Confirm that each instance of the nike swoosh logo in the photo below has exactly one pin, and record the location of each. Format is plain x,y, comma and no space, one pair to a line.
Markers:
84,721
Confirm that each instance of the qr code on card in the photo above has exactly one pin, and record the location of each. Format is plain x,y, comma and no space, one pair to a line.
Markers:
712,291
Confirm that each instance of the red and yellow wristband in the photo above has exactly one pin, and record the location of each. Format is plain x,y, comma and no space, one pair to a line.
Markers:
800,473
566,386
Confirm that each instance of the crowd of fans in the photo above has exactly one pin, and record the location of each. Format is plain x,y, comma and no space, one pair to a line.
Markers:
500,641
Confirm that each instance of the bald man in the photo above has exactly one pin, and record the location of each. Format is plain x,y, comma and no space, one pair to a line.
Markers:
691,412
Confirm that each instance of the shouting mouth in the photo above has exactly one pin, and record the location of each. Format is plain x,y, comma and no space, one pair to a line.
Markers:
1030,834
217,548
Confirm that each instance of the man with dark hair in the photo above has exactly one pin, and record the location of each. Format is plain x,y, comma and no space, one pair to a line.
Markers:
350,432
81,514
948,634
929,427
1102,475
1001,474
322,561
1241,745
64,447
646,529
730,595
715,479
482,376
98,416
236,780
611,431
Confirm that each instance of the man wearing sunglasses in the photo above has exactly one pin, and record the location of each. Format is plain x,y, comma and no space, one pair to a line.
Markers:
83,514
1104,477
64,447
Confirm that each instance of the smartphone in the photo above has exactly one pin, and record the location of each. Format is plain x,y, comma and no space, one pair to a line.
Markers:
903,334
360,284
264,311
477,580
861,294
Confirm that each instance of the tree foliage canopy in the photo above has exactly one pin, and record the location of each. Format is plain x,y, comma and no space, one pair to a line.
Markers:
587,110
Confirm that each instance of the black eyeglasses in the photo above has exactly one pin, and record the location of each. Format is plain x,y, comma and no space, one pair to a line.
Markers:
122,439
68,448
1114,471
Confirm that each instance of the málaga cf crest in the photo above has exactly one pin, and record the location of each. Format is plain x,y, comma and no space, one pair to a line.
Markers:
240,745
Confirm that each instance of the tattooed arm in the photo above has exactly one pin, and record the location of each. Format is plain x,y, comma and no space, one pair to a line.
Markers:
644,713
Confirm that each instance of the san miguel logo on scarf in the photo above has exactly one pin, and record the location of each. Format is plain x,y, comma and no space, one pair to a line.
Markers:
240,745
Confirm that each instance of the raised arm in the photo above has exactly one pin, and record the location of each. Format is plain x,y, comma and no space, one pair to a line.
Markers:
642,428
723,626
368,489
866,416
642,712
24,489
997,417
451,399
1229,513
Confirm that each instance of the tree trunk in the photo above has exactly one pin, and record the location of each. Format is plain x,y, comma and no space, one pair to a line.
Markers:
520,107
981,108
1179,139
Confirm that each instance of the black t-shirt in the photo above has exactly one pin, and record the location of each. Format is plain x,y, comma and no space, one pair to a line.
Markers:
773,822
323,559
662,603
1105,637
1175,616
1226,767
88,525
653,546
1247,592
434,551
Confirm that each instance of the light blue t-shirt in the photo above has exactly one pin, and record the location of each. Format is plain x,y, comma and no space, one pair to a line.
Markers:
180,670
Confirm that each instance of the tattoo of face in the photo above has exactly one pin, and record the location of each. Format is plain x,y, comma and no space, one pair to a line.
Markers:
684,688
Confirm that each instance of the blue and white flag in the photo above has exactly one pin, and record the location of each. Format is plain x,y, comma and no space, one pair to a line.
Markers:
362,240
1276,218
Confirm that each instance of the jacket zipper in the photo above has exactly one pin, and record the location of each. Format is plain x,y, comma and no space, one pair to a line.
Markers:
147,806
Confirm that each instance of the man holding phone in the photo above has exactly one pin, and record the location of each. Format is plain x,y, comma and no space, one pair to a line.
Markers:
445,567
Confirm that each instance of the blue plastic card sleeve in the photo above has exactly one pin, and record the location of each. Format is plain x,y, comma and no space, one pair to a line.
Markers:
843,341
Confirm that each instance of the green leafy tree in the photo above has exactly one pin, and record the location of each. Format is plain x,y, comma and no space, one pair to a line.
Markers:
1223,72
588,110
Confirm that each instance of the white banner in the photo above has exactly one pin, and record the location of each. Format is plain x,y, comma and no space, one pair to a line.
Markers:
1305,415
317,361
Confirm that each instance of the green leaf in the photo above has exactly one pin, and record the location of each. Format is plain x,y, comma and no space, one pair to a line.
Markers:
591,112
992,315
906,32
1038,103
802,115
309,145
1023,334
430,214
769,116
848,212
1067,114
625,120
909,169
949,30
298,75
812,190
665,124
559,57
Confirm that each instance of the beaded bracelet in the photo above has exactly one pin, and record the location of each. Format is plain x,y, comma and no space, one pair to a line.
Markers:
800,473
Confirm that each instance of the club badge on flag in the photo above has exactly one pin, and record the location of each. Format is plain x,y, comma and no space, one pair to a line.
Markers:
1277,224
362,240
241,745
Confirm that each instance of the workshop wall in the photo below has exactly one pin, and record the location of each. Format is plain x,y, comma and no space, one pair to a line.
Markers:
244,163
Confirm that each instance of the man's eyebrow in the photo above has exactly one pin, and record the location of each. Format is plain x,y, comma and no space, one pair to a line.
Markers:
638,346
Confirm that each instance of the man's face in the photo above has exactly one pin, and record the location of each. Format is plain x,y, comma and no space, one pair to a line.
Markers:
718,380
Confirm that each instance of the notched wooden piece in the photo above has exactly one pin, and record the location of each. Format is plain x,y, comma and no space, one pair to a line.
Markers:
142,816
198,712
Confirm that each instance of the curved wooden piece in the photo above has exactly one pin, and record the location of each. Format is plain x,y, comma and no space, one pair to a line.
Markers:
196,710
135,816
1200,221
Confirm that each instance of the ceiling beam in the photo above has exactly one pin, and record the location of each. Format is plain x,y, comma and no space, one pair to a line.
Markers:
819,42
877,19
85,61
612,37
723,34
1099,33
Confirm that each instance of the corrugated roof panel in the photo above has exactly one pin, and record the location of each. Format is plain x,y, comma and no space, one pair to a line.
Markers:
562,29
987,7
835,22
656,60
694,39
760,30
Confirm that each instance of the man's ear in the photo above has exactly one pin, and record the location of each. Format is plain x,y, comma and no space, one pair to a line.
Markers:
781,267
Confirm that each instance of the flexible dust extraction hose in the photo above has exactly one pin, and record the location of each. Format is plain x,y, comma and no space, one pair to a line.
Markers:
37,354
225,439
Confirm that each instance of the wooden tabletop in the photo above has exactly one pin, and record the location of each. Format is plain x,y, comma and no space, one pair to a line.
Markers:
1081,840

● Aim of the task: Return every line of the material exactly.

● The completed task:
Confirm that each instance of the nike swoosh logo in the photo below has exactly one pin, and record the location of each. Format is plain x,y, comma and no space, one pair to a line.
Markers:
84,721
Confirm that each instance of the qr code on card in the photo above has exactly one pin, and record the location of each. Format is plain x,y, comma and no space, one pair to a line.
Markers:
712,291
Confirm that each instance of the red and yellow wristband in the photo above has exactly one pin, and record the location of each. Format is plain x,y, comma and no space, one pair to a line.
Markers:
800,473
566,386
Confirm that each instance of the crowd of fans in the photo above has exactly one pin, and record the location of each. Format is plain x,y, comma and no space, one pair to a line.
Markers:
500,641
Confirm that each instance of the bald man in the photo above has exactly one pin, and record the location of each. Format is plain x,y, comma and no space, one pair to a line.
Markers:
691,412
Confirm that each instance of the shouting mouth in the photo above has exactly one pin, and record the location of each. Format is plain x,y, comma and no space, one pair to a line.
Markers:
1030,834
217,548
Confirm that each instance of the man with dark hair in the photo above has exactly one pin, and record the location of each. Format is plain x,y, comma and no space, one pair to a line.
Markers:
350,432
81,514
948,634
929,427
1102,475
1001,474
322,561
1241,745
64,447
646,529
730,595
715,479
482,376
98,416
236,780
611,431
Confirm that each instance of the man wearing sunglasses in the photo above has exactly one pin, and record the location of each. Format is plain x,y, comma and no space, one pair to a line.
Markers:
83,514
1104,477
64,447
Confirm that each instance of the smartphone in the photo above has exactly one pin, and record the location of each. Format is plain x,y, comma and no space, one pair to a line.
Markers:
903,334
360,284
264,311
477,580
861,294
Confirm that each instance of the tree foliage canopy in the photo above has exactly one pin, and record the location of each. Format is plain x,y, comma and no space, one pair to a line.
Markers:
587,110
Confirm that each instance of the black eyeglasses in the photo above has exactly one pin, and record the location of each. Format is plain x,y, comma and no space, one pair to a line.
Markers:
122,439
68,448
1114,471
Confirm that each instance of the málaga cf crest in the photo above has exactly one pin, and record the location of each. Format is plain x,y, comma and no space, one pair to a line.
Markers:
240,745
Confirm that each instance of the tattooed arm in the photo above has exactly one pin, and record the location of each. Format is plain x,y, comma and no space, one pair to a line.
Markers:
644,713
Confirm that each instance of the san miguel logo on scarf in the photo above has exactly one pin, and record the location of each. Format is plain x,y, comma and no space, one pair to a line.
Markers:
240,745
Confirm that each instance of the raised arm in the photo above has exactly one pin, and record the location of each. Format is plain x,y, comma and no space, one pair to a line.
Markers:
642,428
723,626
368,489
866,416
642,712
24,489
997,417
451,399
1229,513
Confirm that each instance of the tree trunk in the photo above has exactly one pin, and record the location of each. Format is plain x,y, comma and no space, one pair to a line.
Markers:
520,107
981,108
1179,139
Confirm that each instance of the black t-shirt in the photo above has exactly one pin, and record the location of each. Format is plain x,y, comma and no space, one pair to a line.
Markers:
773,822
323,559
662,603
1105,637
1175,616
1226,767
88,525
653,546
1247,592
434,551
Confirm that each instance of the light blue t-shirt in the photo above has exactly one pin, and record the location of each. Format is plain x,y, comma and no space, one pair to a line.
Markers:
180,670
Confirm that each instance of the tattoo of face in the photo above has exactly one pin, and record the location of each. Format is plain x,y, comma and no space, one pair to a line.
Markers:
684,688
Confirm that each instance of the blue and white flag in the photo above has exactly one pin, and record the location of each. Format is plain x,y, comma and no space, one pair to a line.
Markers:
362,240
1276,218
Confirm that each instance of the jacket zipper in the photo above has exactly one pin, and record the location of each. Format is plain x,y, comma and no space, one pair to a line.
Markers:
147,806
Confirm that each instance of the man holding phone in the photo above has exactly one pin, and record the location of each. Format is plain x,y, comma and no space, one pair to a line.
Markers:
445,567
Confirm that each instance of the blue plastic card sleeve in the photo above has exactly one pin, and record the location of each. Format is plain x,y, comma and no space, one pair to a line.
Markers:
843,341
Confirm that each instance of the green leafy tree in the photo above has exactly one pin, and record the location of each. Format is plain x,y, comma and no space, one pair to a line.
Markers:
1223,72
588,110
Confirm that each instance of the white banner in the photo above has exactly one pin, and record the location of each. Format is plain x,y, comma and no space, one pair to a line.
Markers:
1305,415
317,361
Confirm that each instance of the green leaf in the photo above has exactly one pin, and record the location of each. Format is plain x,y, comma and no space, one pair to a line.
Markers:
591,112
992,315
906,32
1038,103
802,115
309,145
1023,334
430,214
769,116
848,212
1067,114
625,120
909,169
949,30
298,75
812,190
665,124
559,57
Confirm that each instance of the beaded bracelet in the photo above has exactly one pin, and record the location of each. Format is plain x,y, comma and no space, one pair to a line.
Markers:
800,473
Confirm that each instance of the club badge on flag in the photo above has exactly one pin, and record the location of each. Format is plain x,y, comma and no space, one pair to a line.
Markers:
1277,224
362,240
241,745
Confirm that each instance of the workshop wall in the photo below has exactly one pin, and record the location of each. Format is plain x,y, comma and no space, one pair to a line.
Markers:
244,163
Confirm that each instance of the man's eyebrow in the photo above has exactly one pin, and record the location of each. Format is plain x,y, comma and no space, one pair to a line.
Markers:
638,346
Confirm that each instance of the man's face in the photo above has exactly one pin, and record the location of each. Format is plain x,y, comma and no space, one pair to a line.
Markers:
718,380
Confirm that each instance of the notched wooden piece in the photo above has exactly one pin, and record the location of each. Format is plain x,y, comma and no space, one pair to a line.
Markers:
142,816
198,712
Confirm that each instance of the curved wooden piece in the photo above has exactly one pin, and record the location of each. Format is plain x,y, comma and no space, one pair to a line.
Markers:
196,710
135,816
1200,221
Confirm that each instance of the ceiling beam in the photo above has exactly one pin, and record the location of each. Format is plain x,y, comma and no space, one pair to a line.
Markers:
819,42
877,19
85,61
612,37
723,34
1099,33
Confirm that each instance of the corrugated roof panel in the photo above has exactly one pin, and record the location of each. Format is plain x,y, comma and no space, one pair to a line.
Markers:
562,29
987,7
835,22
656,60
694,39
760,30
Confirm that each instance of the man's ear in the photo above has exactly one pin, and record the location of each. Format is plain x,y, comma and no space, one pair to a line.
Markers:
781,267
Confirm that each instance of the flexible dust extraction hose in the photo above has exactly one pin, and record the location of each. Format is plain x,y, comma and no space, one pair to a line.
Markers:
37,354
225,439
Confirm that each instance of the wooden tabletop in the photo above has exactly one pin, and record the location of each. Format is plain x,y, comma and no space, one pair to a line.
Markers:
1081,840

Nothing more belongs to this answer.